What you are asked to do -
What you need to produce from the material below is an exact transcription of the lines from the one with "of the light" through the one with "of the choir", both included, and no other line.

Records for this exercise -
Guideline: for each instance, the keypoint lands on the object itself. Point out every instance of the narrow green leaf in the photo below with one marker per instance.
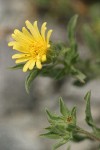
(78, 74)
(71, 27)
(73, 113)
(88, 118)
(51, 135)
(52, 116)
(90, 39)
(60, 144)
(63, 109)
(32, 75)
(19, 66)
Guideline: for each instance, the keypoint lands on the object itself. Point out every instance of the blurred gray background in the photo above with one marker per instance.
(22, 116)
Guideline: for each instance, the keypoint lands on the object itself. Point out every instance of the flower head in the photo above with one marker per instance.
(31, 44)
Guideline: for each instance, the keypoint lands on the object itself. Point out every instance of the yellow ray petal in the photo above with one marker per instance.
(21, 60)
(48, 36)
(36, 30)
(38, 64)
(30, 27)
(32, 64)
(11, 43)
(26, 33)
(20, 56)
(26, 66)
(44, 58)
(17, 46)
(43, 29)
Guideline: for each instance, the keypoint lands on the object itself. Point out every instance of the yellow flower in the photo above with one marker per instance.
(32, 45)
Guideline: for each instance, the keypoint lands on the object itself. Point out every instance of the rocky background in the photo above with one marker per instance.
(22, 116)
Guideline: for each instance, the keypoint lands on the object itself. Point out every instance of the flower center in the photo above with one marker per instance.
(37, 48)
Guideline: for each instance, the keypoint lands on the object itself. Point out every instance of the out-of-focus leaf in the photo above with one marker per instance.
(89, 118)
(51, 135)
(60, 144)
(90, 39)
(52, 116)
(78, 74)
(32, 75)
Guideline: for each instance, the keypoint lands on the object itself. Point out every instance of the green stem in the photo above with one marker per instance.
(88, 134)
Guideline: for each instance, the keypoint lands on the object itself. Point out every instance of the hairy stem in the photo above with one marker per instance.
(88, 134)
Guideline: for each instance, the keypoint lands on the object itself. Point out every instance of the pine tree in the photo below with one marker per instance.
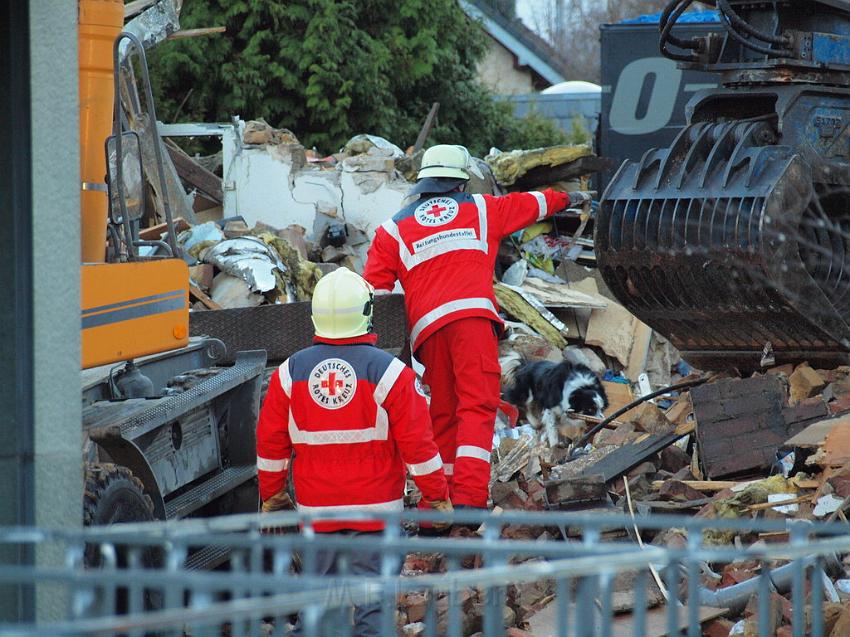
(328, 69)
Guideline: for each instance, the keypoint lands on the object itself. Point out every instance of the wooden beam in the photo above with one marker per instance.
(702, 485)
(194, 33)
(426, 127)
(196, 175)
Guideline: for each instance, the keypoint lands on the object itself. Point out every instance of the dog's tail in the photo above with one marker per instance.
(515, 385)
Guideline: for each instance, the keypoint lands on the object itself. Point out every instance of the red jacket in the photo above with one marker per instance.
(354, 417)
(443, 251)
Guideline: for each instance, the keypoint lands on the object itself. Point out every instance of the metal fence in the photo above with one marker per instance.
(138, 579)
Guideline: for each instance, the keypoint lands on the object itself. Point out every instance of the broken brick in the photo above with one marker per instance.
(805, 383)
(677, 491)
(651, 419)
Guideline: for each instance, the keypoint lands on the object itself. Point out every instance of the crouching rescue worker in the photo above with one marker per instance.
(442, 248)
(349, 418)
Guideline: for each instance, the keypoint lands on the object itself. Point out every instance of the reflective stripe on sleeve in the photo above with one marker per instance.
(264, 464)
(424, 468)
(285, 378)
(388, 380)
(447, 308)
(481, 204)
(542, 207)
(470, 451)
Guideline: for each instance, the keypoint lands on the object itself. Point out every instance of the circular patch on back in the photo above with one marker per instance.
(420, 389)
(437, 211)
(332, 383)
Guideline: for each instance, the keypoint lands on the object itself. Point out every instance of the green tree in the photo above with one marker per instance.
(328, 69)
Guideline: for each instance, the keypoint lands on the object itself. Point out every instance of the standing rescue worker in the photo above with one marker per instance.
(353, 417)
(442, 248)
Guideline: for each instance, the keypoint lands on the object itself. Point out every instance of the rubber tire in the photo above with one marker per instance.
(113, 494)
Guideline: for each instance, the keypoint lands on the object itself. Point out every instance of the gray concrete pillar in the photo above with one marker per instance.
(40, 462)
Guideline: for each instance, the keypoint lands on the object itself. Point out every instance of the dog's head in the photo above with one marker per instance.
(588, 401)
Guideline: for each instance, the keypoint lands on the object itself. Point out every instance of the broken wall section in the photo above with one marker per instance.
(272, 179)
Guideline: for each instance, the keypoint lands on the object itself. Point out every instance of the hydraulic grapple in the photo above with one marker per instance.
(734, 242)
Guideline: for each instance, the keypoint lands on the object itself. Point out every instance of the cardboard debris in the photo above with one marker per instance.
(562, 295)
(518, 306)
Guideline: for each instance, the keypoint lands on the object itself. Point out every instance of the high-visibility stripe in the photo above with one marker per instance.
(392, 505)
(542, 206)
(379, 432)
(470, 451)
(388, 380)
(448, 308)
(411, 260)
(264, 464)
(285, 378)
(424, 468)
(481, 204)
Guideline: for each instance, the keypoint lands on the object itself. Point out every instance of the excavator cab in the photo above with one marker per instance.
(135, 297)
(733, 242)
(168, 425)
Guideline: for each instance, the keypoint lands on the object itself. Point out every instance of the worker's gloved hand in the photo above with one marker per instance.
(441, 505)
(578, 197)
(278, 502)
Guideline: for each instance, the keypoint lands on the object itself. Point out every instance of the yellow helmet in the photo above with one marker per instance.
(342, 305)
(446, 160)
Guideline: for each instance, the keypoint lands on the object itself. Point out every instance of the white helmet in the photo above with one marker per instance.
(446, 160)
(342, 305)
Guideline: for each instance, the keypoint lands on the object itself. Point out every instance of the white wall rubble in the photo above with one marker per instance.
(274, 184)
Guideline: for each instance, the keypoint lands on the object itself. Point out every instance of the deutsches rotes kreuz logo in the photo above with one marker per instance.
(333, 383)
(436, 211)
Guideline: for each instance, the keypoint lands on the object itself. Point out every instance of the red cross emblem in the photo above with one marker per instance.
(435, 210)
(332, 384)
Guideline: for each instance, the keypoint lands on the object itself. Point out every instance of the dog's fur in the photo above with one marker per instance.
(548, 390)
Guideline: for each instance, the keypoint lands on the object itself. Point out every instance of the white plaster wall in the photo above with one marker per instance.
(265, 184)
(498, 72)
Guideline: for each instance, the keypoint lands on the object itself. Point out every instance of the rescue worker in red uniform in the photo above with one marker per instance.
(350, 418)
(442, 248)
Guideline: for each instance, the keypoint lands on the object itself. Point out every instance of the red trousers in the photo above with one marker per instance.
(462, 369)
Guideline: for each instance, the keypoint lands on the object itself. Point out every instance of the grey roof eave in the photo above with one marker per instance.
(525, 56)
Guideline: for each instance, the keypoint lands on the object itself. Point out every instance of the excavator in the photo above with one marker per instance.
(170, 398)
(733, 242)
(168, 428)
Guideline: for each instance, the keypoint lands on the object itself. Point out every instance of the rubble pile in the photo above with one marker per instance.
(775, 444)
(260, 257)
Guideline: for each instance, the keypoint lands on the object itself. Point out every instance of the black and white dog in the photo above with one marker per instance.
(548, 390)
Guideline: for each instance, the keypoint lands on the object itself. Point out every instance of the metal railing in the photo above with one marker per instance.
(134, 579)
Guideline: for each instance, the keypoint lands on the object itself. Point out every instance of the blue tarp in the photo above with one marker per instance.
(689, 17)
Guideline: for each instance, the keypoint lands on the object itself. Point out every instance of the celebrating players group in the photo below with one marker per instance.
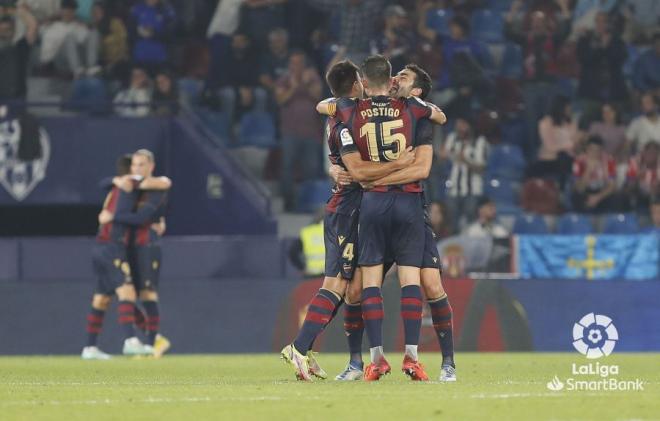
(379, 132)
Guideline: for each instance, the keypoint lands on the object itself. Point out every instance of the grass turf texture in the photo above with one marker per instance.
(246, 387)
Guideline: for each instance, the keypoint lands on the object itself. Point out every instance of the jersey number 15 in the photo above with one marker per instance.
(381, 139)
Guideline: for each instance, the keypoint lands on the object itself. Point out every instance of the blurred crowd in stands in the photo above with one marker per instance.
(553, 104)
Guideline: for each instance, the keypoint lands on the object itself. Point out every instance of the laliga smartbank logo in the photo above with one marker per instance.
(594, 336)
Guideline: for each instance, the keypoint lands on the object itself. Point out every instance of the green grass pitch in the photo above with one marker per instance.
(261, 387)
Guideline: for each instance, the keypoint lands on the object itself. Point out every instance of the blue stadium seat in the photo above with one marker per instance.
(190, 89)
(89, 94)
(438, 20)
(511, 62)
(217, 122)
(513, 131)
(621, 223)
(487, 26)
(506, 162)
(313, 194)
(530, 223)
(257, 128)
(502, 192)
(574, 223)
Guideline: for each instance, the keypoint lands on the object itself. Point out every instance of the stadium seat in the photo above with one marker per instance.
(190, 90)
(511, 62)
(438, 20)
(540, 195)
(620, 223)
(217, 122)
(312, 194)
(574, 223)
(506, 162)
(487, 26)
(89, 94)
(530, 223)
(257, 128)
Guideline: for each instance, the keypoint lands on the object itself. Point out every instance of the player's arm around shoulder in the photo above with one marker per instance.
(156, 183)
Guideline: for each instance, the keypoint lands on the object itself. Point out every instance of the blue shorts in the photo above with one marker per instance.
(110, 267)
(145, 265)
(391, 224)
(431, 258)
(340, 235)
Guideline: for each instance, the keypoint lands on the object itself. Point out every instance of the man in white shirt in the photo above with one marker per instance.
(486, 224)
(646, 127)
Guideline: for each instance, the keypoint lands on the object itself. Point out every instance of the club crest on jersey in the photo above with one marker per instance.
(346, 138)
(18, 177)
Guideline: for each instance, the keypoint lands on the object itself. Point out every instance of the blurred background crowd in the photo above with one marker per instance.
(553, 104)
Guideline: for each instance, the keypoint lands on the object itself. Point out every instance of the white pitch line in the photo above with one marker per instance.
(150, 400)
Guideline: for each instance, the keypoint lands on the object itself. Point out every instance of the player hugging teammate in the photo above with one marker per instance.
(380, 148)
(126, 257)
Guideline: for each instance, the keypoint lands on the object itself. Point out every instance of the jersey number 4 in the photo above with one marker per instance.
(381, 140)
---
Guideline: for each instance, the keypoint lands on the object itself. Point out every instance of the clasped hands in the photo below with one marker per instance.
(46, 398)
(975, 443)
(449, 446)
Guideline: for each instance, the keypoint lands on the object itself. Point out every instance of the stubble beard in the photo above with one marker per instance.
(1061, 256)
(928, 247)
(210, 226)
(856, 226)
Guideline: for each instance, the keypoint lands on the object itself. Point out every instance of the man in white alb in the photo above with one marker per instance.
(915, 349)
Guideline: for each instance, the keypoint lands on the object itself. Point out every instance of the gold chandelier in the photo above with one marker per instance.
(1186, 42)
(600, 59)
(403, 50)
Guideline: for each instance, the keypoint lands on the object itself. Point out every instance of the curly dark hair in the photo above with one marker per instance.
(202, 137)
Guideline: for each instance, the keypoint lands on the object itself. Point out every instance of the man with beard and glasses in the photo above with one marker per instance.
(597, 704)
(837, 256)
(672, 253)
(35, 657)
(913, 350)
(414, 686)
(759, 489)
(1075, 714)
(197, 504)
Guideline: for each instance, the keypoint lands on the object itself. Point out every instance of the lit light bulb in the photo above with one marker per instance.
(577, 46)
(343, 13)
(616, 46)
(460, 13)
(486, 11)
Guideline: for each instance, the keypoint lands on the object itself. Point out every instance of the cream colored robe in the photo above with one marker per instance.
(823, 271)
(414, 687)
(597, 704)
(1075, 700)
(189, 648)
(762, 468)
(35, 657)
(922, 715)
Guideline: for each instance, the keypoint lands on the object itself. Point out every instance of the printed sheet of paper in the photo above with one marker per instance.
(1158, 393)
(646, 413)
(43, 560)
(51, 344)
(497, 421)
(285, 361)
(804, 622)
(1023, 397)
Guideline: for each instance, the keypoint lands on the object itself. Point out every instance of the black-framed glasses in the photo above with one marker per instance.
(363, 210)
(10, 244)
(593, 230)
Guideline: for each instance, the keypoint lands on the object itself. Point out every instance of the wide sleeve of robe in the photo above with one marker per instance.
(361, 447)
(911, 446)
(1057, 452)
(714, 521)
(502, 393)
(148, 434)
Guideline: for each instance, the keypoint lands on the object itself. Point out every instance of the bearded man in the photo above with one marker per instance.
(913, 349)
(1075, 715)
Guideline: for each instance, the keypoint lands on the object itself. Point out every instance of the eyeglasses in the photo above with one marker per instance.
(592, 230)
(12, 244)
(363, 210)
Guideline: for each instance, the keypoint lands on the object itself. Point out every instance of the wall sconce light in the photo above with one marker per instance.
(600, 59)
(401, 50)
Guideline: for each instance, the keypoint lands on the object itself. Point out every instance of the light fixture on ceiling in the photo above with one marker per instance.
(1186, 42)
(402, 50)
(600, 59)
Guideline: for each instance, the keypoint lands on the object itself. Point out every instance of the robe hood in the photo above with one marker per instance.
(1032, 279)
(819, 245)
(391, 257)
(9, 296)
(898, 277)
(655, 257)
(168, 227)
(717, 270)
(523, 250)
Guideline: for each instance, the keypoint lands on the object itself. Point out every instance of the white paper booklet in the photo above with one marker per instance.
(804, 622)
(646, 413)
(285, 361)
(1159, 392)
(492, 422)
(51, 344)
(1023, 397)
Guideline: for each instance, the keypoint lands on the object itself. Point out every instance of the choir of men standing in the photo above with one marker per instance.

Output below -
Guideline: for each instance, the keypoint lands on the object itself. Point out every instance of the light fixture on ceiling in the photo above with one marker per instance.
(1186, 42)
(402, 50)
(600, 59)
Guideline: for each instance, the keypoint lands on the object itself. Point out every instance of the robe hood in the photo above with one marker per instance.
(1032, 279)
(819, 245)
(391, 257)
(9, 296)
(898, 277)
(655, 257)
(168, 227)
(717, 270)
(523, 250)
Guideline: for each instance, the keypoint lands on the object itself. Point out every instance of the white paper booklet in the photo above with one marker per instance.
(804, 622)
(646, 413)
(285, 361)
(1159, 392)
(492, 422)
(51, 344)
(1023, 397)
Guideline: for each instance, the keypoint lands on the object itself. Point out every instance of the choir of men standing in the photo above with one marker per instance.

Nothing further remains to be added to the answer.